*Raw data:*
_ _ _ _ _
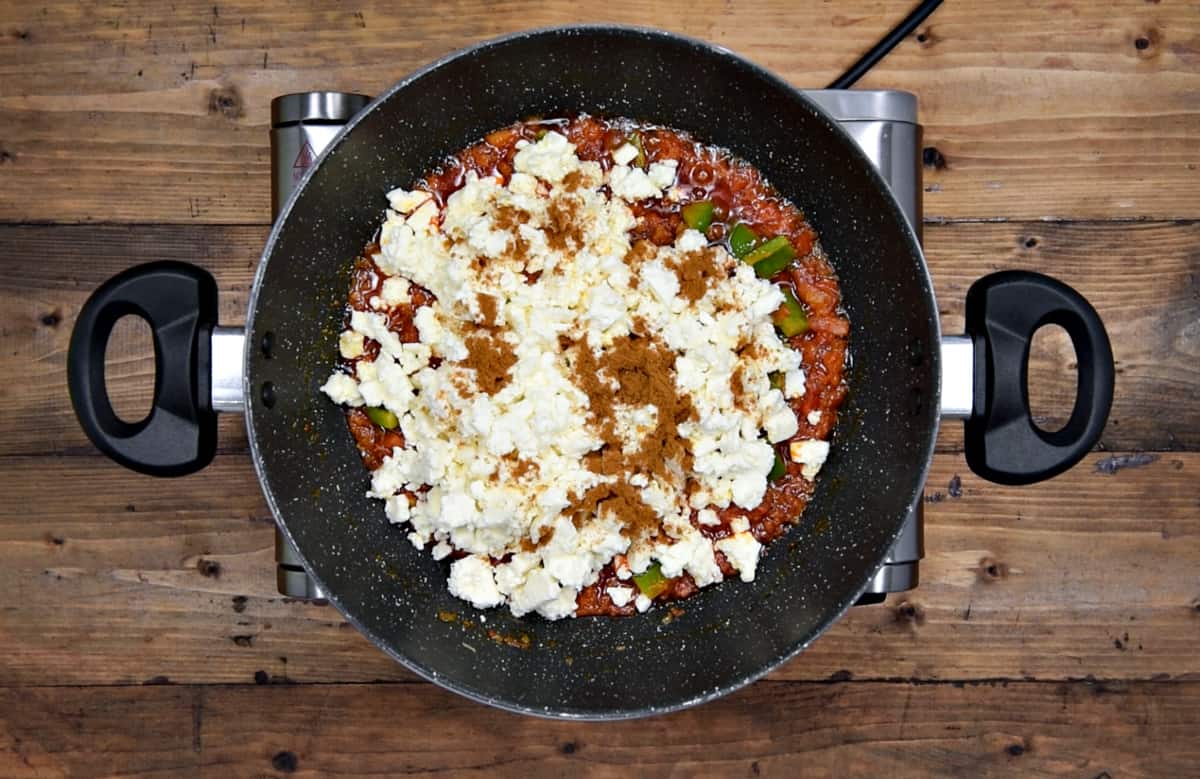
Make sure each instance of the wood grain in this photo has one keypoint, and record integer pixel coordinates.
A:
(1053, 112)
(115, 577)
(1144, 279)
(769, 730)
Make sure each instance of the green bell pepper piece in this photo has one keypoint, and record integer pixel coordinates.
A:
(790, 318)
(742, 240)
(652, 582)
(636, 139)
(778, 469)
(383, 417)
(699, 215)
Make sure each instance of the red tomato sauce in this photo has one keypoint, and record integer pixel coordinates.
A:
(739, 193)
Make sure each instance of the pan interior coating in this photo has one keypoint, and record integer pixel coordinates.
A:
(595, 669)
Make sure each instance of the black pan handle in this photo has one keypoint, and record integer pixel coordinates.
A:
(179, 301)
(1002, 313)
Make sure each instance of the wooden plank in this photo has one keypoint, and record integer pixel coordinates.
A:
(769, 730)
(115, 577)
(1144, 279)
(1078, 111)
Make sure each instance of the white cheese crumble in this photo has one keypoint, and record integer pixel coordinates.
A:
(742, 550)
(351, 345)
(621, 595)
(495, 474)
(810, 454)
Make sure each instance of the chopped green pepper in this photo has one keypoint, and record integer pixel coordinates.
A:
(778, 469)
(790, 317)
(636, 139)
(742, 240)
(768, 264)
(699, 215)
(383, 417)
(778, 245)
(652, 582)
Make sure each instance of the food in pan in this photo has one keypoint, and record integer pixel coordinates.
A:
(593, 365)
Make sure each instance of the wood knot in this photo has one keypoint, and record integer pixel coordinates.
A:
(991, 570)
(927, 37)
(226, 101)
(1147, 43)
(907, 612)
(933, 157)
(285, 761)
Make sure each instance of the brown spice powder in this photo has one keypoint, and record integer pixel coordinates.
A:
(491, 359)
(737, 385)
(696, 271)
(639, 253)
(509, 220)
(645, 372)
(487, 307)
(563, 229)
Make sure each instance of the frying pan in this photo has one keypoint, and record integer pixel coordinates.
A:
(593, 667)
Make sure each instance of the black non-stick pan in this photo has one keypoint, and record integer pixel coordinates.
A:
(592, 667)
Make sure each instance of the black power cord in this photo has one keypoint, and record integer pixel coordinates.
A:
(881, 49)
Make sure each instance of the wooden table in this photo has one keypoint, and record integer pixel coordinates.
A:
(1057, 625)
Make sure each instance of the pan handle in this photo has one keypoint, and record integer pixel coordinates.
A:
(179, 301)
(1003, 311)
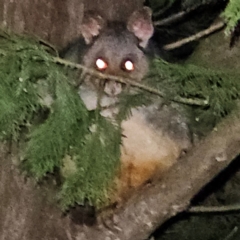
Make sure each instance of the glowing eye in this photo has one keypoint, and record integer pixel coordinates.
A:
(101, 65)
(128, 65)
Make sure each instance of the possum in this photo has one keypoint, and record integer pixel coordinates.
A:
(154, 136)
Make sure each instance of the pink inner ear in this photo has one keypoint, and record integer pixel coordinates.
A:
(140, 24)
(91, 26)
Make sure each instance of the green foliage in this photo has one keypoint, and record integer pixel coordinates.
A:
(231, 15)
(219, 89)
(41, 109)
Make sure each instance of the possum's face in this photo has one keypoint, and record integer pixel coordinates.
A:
_ _ _ _ _
*What to work on:*
Please write out all the entries above again exactly as they appear, skipping any images.

*Written response:*
Make sure each instance of the wood grain in this photo has one keypoint, and record integer pixel coordinates.
A:
(1053, 112)
(115, 577)
(1144, 279)
(769, 730)
Make sure each instance of the green bell pepper piece in this photo has one keypoint, and record integer pixel coordinates.
A:
(790, 318)
(742, 240)
(652, 582)
(636, 139)
(778, 469)
(383, 417)
(699, 215)
Make sure each instance of the red tomato sauce in this photo has one keypoint, and record integer pixel coordinates.
A:
(739, 193)
Make sure each instance of the pan interior coating in this photo has one keypoint, and record integer pixel coordinates.
A:
(595, 669)
Make sure each instance of the black pan handle in this photo has one keypoint, and record integer pixel coordinates.
A:
(179, 301)
(1002, 313)
Make sure each instance of the wooden plank in this photo has one keypoint, and record integer pixel coordinates.
A:
(769, 730)
(115, 577)
(1144, 279)
(1078, 111)
Make sure each instance of the white cheese crumble in this photo has one keypoint, and record integer pixel coordinates.
A:
(742, 550)
(351, 345)
(621, 595)
(495, 474)
(810, 454)
Make sure each instance of the chopped green pepper in this photo has one keypoint, and record integer pixel coordinates.
A:
(778, 469)
(790, 317)
(636, 139)
(742, 240)
(768, 264)
(699, 215)
(383, 417)
(778, 245)
(652, 582)
Make sure each instance of the food in pan in this photo has one keypoint, and record integer pixel coordinates.
A:
(593, 365)
Make sure each instance of the wood knot in this photo has one keypoint, and record integer pixel coordinates.
A:
(991, 570)
(927, 37)
(226, 101)
(1147, 43)
(907, 612)
(933, 157)
(285, 761)
Make sure each instance of the brown spice powder in this photo has one keypoint, and record integer pixel coordinates.
A:
(491, 359)
(737, 385)
(696, 271)
(639, 253)
(509, 220)
(645, 372)
(487, 307)
(563, 229)
Make sure each instance of the frying pan in this photo has one keypoint, and record integer pixel coordinates.
A:
(593, 667)
Make sure each instance of the black non-stick pan in this photo has one keypoint, and record integer pixel coordinates.
A:
(592, 667)
Make sure each instance of the black power cord in this photo has one keypoint, and record integer pixel coordinates.
A:
(881, 49)
Make sure each instance of the wooden table in this photo has one keypoint, and record integer pixel coordinates.
A:
(1057, 625)
Make sure each instance of the pan handle in this photo has one keypoint, and record integer pixel coordinates.
A:
(179, 301)
(1003, 311)
Make sure each instance of the glowing eye in this photo has one keypoint, and record integer pixel coordinates.
A:
(101, 65)
(128, 65)
Make sure each instance of the possum in this photo has one keypoint, and record integer pixel coordinates.
A:
(154, 136)
Make sure each instance of the pink inner ear in this photo has one keypoint, and record integer pixel coordinates.
A:
(140, 24)
(91, 26)
Make sure each instance of the green foliage in this photo has one keypoint, and record integer pixel coordinates.
A:
(231, 15)
(219, 89)
(41, 109)
Make sure each instance of the possum's face in this photo has one keypoint, and record integer pixel coordinates.
A:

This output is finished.